→ Information supplied:

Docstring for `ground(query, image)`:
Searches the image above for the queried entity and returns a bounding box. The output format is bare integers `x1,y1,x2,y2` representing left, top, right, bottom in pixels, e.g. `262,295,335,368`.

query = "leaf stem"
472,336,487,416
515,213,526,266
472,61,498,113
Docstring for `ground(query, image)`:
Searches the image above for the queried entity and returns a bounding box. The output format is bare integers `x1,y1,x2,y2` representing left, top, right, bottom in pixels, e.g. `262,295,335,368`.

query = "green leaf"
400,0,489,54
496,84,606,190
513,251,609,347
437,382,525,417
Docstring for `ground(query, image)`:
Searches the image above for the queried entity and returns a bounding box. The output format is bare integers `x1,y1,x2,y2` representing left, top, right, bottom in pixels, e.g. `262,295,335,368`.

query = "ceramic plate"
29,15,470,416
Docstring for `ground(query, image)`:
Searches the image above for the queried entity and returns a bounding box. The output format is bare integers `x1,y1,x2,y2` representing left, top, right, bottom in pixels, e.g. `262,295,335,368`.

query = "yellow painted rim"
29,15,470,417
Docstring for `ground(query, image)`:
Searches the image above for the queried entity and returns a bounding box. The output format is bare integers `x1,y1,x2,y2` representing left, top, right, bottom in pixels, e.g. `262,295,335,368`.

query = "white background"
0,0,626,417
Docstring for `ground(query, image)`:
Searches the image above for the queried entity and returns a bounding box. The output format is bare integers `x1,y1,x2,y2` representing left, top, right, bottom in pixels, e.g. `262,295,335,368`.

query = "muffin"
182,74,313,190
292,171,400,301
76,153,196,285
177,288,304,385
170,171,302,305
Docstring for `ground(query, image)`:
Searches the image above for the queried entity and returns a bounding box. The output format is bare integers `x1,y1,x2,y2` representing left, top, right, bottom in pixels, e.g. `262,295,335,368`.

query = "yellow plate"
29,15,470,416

→ Set task:
Reproduce all of the items above verbatim, preserving every line in its original order.

→ Reply:
Docstring for `ground(query, image)`:
Searches the image above for the queried entity and returns a bounding box. The output format is bare integers `x1,y1,x2,y2` representing left, top, right, bottom in pixels, e.g. `262,295,335,368`.

query = "leaf stem"
472,336,487,416
515,213,526,266
472,61,498,113
Docstring for `ground(query, image)`:
Searches the image above for the queried entity and returns a bounding box. The output format is bare integers `x1,y1,x2,y2` representing left, top, right, bottom in pixels, e.g. `262,295,335,368`.

query = "green leaf"
400,0,489,54
496,84,606,190
513,251,609,347
437,382,525,417
Docstring for `ground(query, image)`:
Searches the image above for the queried entity and returns a bounding box. The output format is bare integers `x1,y1,x2,y2` representing left, top, right, bottom in pixels, e.g. `262,295,335,368`.

query = "ceramic plate"
29,15,470,416
Docstring for `ground(query, image)`:
Searches the image above for the queried entity and returns a bounding box. The output format is bare integers `x1,y1,x2,y2` representing left, top, right, bottom in pixels, e.g. `262,295,335,368`.

query = "yellow painted rim"
29,15,470,417
Docstring for `ground(query, image)`:
Searches the image above for the queried entity and returns a bounding box. The output format is bare integers `x1,y1,x2,y2` representing left, top, right, bottom in pixels, e.g. `262,295,335,368`.

query = "white background"
0,0,626,417
Docstring for `ground(query, image)`:
Searches the image above for the queried entity and returns a bounding box. The output format is bare integers `x1,y1,x2,y2` representing left, top, right, bottom in pixels, e.g. `262,295,335,368`.

query = "muffin"
182,74,313,190
292,171,400,301
76,153,196,285
177,288,304,385
170,171,302,305
Docstring for `ground(query, image)`:
Searches the image above for the queried entity and returns a bounding box. The output format is bare integers `x1,y1,x2,y2` representing left, top, right, bottom in pixels, e.g. `262,295,335,368`.

query = "yellow plate"
29,15,470,416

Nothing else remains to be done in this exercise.